YOUR TASK:
Render every line of the records below as a numbered list, omitting blank lines. Leave the pictures out of the answer.

GIVEN DATA:
########################################
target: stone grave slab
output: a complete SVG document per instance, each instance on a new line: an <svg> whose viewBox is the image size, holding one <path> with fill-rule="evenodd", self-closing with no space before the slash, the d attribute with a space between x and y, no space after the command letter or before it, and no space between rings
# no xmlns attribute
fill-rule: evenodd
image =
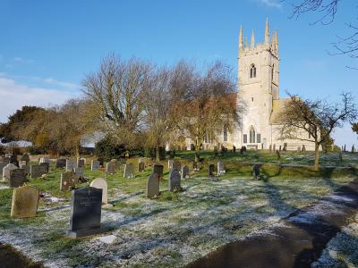
<svg viewBox="0 0 358 268"><path fill-rule="evenodd" d="M147 180L147 188L145 196L147 197L153 197L159 195L159 175L158 173L151 173Z"/></svg>
<svg viewBox="0 0 358 268"><path fill-rule="evenodd" d="M3 168L3 181L9 181L10 180L10 172L13 170L17 170L18 167L13 163L8 163Z"/></svg>
<svg viewBox="0 0 358 268"><path fill-rule="evenodd" d="M92 172L98 171L100 168L99 161L92 160L90 163L90 170Z"/></svg>
<svg viewBox="0 0 358 268"><path fill-rule="evenodd" d="M180 173L177 170L173 169L169 173L169 192L180 188Z"/></svg>
<svg viewBox="0 0 358 268"><path fill-rule="evenodd" d="M17 169L10 172L10 187L17 188L24 185L26 182L26 172L22 169Z"/></svg>
<svg viewBox="0 0 358 268"><path fill-rule="evenodd" d="M12 218L31 218L36 216L38 204L38 190L31 186L13 189L11 208Z"/></svg>
<svg viewBox="0 0 358 268"><path fill-rule="evenodd" d="M71 238L81 238L100 232L102 189L84 187L72 192Z"/></svg>
<svg viewBox="0 0 358 268"><path fill-rule="evenodd" d="M124 165L124 178L134 178L134 165L132 163L127 163Z"/></svg>
<svg viewBox="0 0 358 268"><path fill-rule="evenodd" d="M33 164L30 167L30 178L38 178L43 174L47 174L47 166L42 164Z"/></svg>
<svg viewBox="0 0 358 268"><path fill-rule="evenodd" d="M102 204L108 204L108 197L107 197L108 185L105 179L97 178L90 182L90 186L97 188L101 188L102 189Z"/></svg>

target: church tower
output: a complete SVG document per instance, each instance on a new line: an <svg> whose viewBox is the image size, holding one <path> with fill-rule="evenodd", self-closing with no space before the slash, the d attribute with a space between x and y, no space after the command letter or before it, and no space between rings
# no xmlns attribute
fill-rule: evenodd
<svg viewBox="0 0 358 268"><path fill-rule="evenodd" d="M246 112L243 116L239 143L246 147L268 148L270 144L269 123L274 100L278 100L279 57L276 30L270 38L268 20L266 21L264 42L255 44L252 30L250 46L243 43L243 31L239 32L238 56L239 101Z"/></svg>

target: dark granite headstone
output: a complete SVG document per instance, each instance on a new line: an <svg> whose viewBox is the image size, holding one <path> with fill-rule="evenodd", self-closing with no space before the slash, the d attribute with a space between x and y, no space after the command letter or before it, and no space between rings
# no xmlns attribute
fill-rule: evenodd
<svg viewBox="0 0 358 268"><path fill-rule="evenodd" d="M81 238L100 231L102 189L85 187L72 192L70 230L71 238Z"/></svg>
<svg viewBox="0 0 358 268"><path fill-rule="evenodd" d="M180 189L180 173L177 170L173 169L169 173L169 192Z"/></svg>
<svg viewBox="0 0 358 268"><path fill-rule="evenodd" d="M208 176L213 177L214 176L214 172L215 172L215 165L213 163L209 165L209 172L208 172Z"/></svg>
<svg viewBox="0 0 358 268"><path fill-rule="evenodd" d="M144 172L144 162L138 163L138 172Z"/></svg>
<svg viewBox="0 0 358 268"><path fill-rule="evenodd" d="M50 170L50 163L48 162L41 163L39 165L46 166L46 168L47 169L47 173L48 173L48 172Z"/></svg>
<svg viewBox="0 0 358 268"><path fill-rule="evenodd" d="M258 180L260 178L260 169L261 167L260 163L255 163L252 167L252 176L253 179Z"/></svg>
<svg viewBox="0 0 358 268"><path fill-rule="evenodd" d="M33 164L30 167L30 178L38 178L43 174L47 174L47 166L42 164Z"/></svg>
<svg viewBox="0 0 358 268"><path fill-rule="evenodd" d="M11 171L9 182L11 188L22 186L26 182L26 171L22 169Z"/></svg>
<svg viewBox="0 0 358 268"><path fill-rule="evenodd" d="M56 159L55 168L62 169L64 167L66 167L66 159L64 158Z"/></svg>
<svg viewBox="0 0 358 268"><path fill-rule="evenodd" d="M159 178L163 177L163 169L164 166L162 164L155 164L153 166L153 173L157 173L159 175Z"/></svg>
<svg viewBox="0 0 358 268"><path fill-rule="evenodd" d="M145 195L147 197L159 195L159 175L158 173L151 173L148 178Z"/></svg>

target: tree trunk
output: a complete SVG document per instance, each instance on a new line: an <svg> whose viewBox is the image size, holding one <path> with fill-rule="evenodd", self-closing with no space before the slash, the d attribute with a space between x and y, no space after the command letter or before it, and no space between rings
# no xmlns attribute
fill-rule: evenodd
<svg viewBox="0 0 358 268"><path fill-rule="evenodd" d="M158 163L160 161L160 149L158 145L156 147L156 161Z"/></svg>
<svg viewBox="0 0 358 268"><path fill-rule="evenodd" d="M314 170L317 172L319 170L320 163L320 144L315 142L314 144Z"/></svg>

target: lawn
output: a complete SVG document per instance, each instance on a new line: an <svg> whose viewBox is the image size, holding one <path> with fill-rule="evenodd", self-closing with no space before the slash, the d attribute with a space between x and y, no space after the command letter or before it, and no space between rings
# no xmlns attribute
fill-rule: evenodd
<svg viewBox="0 0 358 268"><path fill-rule="evenodd" d="M190 164L192 152L178 152L175 157ZM10 219L13 190L0 184L0 242L10 243L34 260L47 266L180 267L227 242L244 239L257 232L268 232L280 219L306 206L356 177L353 170L285 167L268 163L311 164L312 154L282 152L277 160L268 152L228 153L221 155L226 174L218 180L207 177L208 164L216 163L212 152L203 152L204 168L182 181L183 192L167 192L168 170L165 165L161 195L146 198L144 189L151 167L134 179L123 178L123 167L107 175L110 205L102 209L102 226L107 233L81 239L64 234L69 229L71 192L60 192L60 173L51 172L46 179L31 179L30 185L59 203L40 199L38 216L28 220ZM338 160L337 160L338 159ZM138 163L132 158L129 162ZM254 180L248 163L261 162L267 180ZM325 165L357 165L358 154L322 156ZM192 168L192 165L189 165ZM104 177L90 172L89 181ZM86 183L85 183L86 184ZM85 185L83 184L83 185ZM113 243L100 238L114 236Z"/></svg>

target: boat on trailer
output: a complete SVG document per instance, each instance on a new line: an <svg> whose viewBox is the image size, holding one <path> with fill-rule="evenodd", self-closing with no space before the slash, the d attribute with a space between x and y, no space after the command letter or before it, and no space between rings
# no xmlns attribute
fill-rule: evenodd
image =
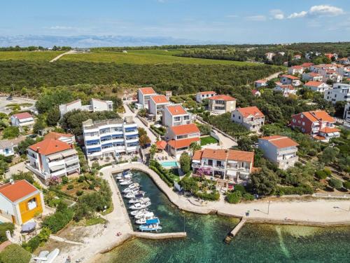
########################################
RESPONSE TO THE EXERCISE:
1. target: stone grave slab
2. output: a complete SVG document per instance, each instance on a new line: an <svg> whose viewBox is the image size, holding one <path> with fill-rule="evenodd", self-closing with no space before the slash, the d attribute with a space between x and y, no space after the command letter or before it, and no space between rings
3. # no xmlns attribute
4. fill-rule: evenodd
5. image =
6. <svg viewBox="0 0 358 268"><path fill-rule="evenodd" d="M147 180L147 188L145 196L147 197L153 197L159 195L159 175L158 173L151 173Z"/></svg>
7. <svg viewBox="0 0 358 268"><path fill-rule="evenodd" d="M3 168L3 181L9 181L10 180L10 172L13 170L17 170L18 167L13 163L8 163Z"/></svg>
8. <svg viewBox="0 0 358 268"><path fill-rule="evenodd" d="M92 172L98 171L100 168L99 161L92 160L90 163L90 170Z"/></svg>
9. <svg viewBox="0 0 358 268"><path fill-rule="evenodd" d="M180 173L177 170L173 169L169 173L169 192L180 188Z"/></svg>
10. <svg viewBox="0 0 358 268"><path fill-rule="evenodd" d="M17 169L10 172L10 187L17 188L24 185L26 182L26 172L22 169Z"/></svg>
11. <svg viewBox="0 0 358 268"><path fill-rule="evenodd" d="M12 218L31 218L36 216L38 204L38 190L31 186L13 189L11 208Z"/></svg>
12. <svg viewBox="0 0 358 268"><path fill-rule="evenodd" d="M71 238L81 238L100 232L102 189L84 187L72 192Z"/></svg>
13. <svg viewBox="0 0 358 268"><path fill-rule="evenodd" d="M124 165L124 178L134 178L134 165L132 163L127 163Z"/></svg>
14. <svg viewBox="0 0 358 268"><path fill-rule="evenodd" d="M33 164L30 167L30 178L38 178L43 174L47 174L47 166L42 164Z"/></svg>
15. <svg viewBox="0 0 358 268"><path fill-rule="evenodd" d="M102 204L108 204L108 197L107 197L108 185L105 179L97 178L90 182L90 186L97 188L101 188L102 189Z"/></svg>
16. target: church tower
17. output: a complete SVG document per instance, each instance on a new line: an <svg> whose viewBox is the image size, holding one <path> with fill-rule="evenodd", self-closing with no space before the slash, the d attribute with a space between x and y, no space after the command letter or before it, and no space between rings
18. # no xmlns attribute
19. fill-rule: evenodd
20. <svg viewBox="0 0 358 268"><path fill-rule="evenodd" d="M246 112L243 116L239 143L246 147L268 148L270 144L269 123L274 100L278 100L279 57L276 30L270 38L268 20L266 21L264 42L255 44L252 30L250 46L243 43L243 31L239 32L238 56L239 101Z"/></svg>
21. target: dark granite headstone
22. output: a complete SVG document per instance, each instance on a new line: an <svg> whose viewBox is the image size, holding one <path> with fill-rule="evenodd", self-closing with no space before the slash, the d attribute with a space between x and y, no space after the command letter or before it, and no space between rings
23. # no xmlns attribute
24. fill-rule: evenodd
25. <svg viewBox="0 0 358 268"><path fill-rule="evenodd" d="M81 238L100 231L102 189L85 187L72 192L70 230L71 238Z"/></svg>
26. <svg viewBox="0 0 358 268"><path fill-rule="evenodd" d="M180 189L180 173L177 170L173 169L169 173L169 192Z"/></svg>
27. <svg viewBox="0 0 358 268"><path fill-rule="evenodd" d="M208 176L213 177L214 176L214 172L215 172L215 165L213 163L209 165L209 172L208 172Z"/></svg>
28. <svg viewBox="0 0 358 268"><path fill-rule="evenodd" d="M144 172L144 162L138 163L138 172Z"/></svg>
29. <svg viewBox="0 0 358 268"><path fill-rule="evenodd" d="M50 170L50 163L48 162L41 163L39 165L46 166L46 168L47 169L47 173L48 173L48 172Z"/></svg>
30. <svg viewBox="0 0 358 268"><path fill-rule="evenodd" d="M258 180L260 178L260 169L261 167L260 163L255 163L252 167L252 176L253 179Z"/></svg>
31. <svg viewBox="0 0 358 268"><path fill-rule="evenodd" d="M33 164L30 167L30 178L38 178L43 174L47 174L47 166L42 164Z"/></svg>
32. <svg viewBox="0 0 358 268"><path fill-rule="evenodd" d="M11 171L9 182L11 188L22 186L26 182L26 171L22 169Z"/></svg>
33. <svg viewBox="0 0 358 268"><path fill-rule="evenodd" d="M56 159L55 168L62 169L64 167L66 167L66 159L64 158Z"/></svg>
34. <svg viewBox="0 0 358 268"><path fill-rule="evenodd" d="M159 178L163 177L163 169L164 166L162 164L155 164L153 166L153 173L157 173L159 175Z"/></svg>
35. <svg viewBox="0 0 358 268"><path fill-rule="evenodd" d="M145 195L147 197L159 195L159 175L158 173L151 173L148 178Z"/></svg>
36. target: tree trunk
37. output: a complete SVG document per instance, each instance on a new line: an <svg> whose viewBox is the image size, holding one <path> with fill-rule="evenodd", self-closing with no space before the slash, the d attribute with a space between x and y, no space after the command letter or before it, and no space between rings
38. # no xmlns attribute
39. fill-rule: evenodd
40. <svg viewBox="0 0 358 268"><path fill-rule="evenodd" d="M158 163L160 161L160 149L158 145L156 147L156 161Z"/></svg>
41. <svg viewBox="0 0 358 268"><path fill-rule="evenodd" d="M314 170L317 172L319 170L320 163L320 144L315 142L314 144Z"/></svg>
42. target: lawn
43. output: a complete SVG document per instance, each instance on a new line: an <svg> whose viewBox is the image size, holding one <path> with fill-rule="evenodd", self-closing with no space before the slash, the d attribute with a space between x and y, no space after the command letter or before it, and no space between rings
44. # no xmlns attribute
45. fill-rule: evenodd
46. <svg viewBox="0 0 358 268"><path fill-rule="evenodd" d="M190 164L192 152L178 152L175 157ZM10 219L13 190L0 184L0 242L10 243L34 260L47 266L180 267L227 242L244 239L257 232L268 232L280 219L306 206L356 177L353 170L285 167L268 163L311 164L312 154L282 152L277 160L268 152L228 153L221 155L226 174L218 180L207 177L208 164L216 163L212 152L203 152L204 168L182 181L183 192L167 192L168 170L165 165L161 195L146 198L144 189L151 167L134 179L123 178L123 167L107 175L110 205L102 209L102 226L107 233L81 239L64 234L69 229L71 192L60 192L60 173L51 172L46 179L31 179L30 185L59 203L40 199L38 216L28 220ZM338 160L337 160L338 159ZM138 163L132 158L129 162ZM254 180L248 163L261 162L267 180ZM325 165L357 165L358 154L322 156ZM192 168L192 165L189 165ZM104 177L90 172L89 181ZM86 183L85 183L86 184ZM85 185L83 184L83 185ZM113 243L100 238L114 236Z"/></svg>
47. target: boat on trailer
48. output: a complete SVG document per instance, each instance on a new line: an <svg> whose viewBox is the image size, holding one <path> with fill-rule="evenodd", self-closing with no space before the slash, the d attribute with a space between x and y, no space after the command letter or before it, and no space between rings
49. # no xmlns attribute
50. fill-rule: evenodd
51. image =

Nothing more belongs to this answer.